__AIM__
Format the entries below as a numbered list with blank lines omitted. Begin at the line that contains "photograph in this photo.", and stop after the last line of the entries.
○ ○ ○
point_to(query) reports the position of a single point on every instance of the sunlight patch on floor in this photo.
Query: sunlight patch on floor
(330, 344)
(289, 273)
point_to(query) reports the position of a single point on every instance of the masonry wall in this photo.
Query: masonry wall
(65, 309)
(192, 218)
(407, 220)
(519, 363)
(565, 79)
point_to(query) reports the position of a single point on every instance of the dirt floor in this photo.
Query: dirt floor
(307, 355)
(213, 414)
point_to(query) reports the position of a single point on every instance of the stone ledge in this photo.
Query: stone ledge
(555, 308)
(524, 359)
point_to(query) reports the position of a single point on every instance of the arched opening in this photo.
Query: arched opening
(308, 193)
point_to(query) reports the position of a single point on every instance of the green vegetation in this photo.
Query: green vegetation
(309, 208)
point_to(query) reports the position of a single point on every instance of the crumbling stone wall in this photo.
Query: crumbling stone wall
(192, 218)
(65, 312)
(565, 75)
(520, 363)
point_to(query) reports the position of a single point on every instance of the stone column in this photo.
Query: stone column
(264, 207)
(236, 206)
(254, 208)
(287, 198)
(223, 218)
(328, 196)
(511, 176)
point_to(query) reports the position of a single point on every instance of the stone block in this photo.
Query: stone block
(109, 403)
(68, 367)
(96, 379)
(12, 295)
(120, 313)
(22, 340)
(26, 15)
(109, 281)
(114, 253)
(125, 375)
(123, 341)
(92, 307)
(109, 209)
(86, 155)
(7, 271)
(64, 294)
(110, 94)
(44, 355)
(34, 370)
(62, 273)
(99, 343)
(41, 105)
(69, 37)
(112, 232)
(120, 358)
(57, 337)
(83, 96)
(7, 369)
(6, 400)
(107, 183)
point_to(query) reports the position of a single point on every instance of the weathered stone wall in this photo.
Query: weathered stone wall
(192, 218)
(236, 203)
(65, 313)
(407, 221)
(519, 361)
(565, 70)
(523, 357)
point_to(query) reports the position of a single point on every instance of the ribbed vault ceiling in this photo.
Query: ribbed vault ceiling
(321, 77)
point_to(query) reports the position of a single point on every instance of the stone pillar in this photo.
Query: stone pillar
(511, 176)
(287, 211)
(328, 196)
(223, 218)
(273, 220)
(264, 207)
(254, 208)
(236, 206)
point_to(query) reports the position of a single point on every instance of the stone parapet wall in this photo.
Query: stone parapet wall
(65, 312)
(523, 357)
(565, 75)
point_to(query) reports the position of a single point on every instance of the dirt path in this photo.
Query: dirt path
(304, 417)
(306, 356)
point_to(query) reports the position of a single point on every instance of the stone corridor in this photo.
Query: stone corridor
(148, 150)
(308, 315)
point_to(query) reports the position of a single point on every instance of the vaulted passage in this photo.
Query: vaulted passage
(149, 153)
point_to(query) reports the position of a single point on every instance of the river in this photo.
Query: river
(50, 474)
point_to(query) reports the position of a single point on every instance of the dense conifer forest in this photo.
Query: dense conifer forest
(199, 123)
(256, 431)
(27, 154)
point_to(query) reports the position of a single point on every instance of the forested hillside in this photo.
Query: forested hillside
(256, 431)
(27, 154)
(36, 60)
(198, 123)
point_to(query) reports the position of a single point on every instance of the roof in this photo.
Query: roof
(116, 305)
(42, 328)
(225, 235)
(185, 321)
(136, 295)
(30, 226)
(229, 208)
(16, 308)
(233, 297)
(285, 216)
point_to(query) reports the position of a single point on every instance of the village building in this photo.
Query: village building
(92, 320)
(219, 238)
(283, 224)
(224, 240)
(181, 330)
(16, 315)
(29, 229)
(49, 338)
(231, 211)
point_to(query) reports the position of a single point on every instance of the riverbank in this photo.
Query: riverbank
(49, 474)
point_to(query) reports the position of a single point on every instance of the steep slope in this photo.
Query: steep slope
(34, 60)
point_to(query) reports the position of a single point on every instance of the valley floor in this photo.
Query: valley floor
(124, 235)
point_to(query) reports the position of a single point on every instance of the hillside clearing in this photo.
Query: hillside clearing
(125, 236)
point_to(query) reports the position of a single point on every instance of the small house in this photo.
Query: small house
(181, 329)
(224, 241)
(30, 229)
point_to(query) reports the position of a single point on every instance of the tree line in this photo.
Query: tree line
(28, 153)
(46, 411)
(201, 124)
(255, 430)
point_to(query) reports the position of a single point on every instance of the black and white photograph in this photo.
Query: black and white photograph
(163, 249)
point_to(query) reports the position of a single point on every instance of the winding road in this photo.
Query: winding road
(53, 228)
○ ○ ○
__PROBLEM SOLUTION__
1. point_to(query) reports the position of a single point on every instance of the black and white photograph in this photo.
2. Query: black and white photograph
3. (163, 249)
4. point_to(query) reports the position of a single point on every instance of the winding road in this photo.
5. Query: winding road
6. (53, 228)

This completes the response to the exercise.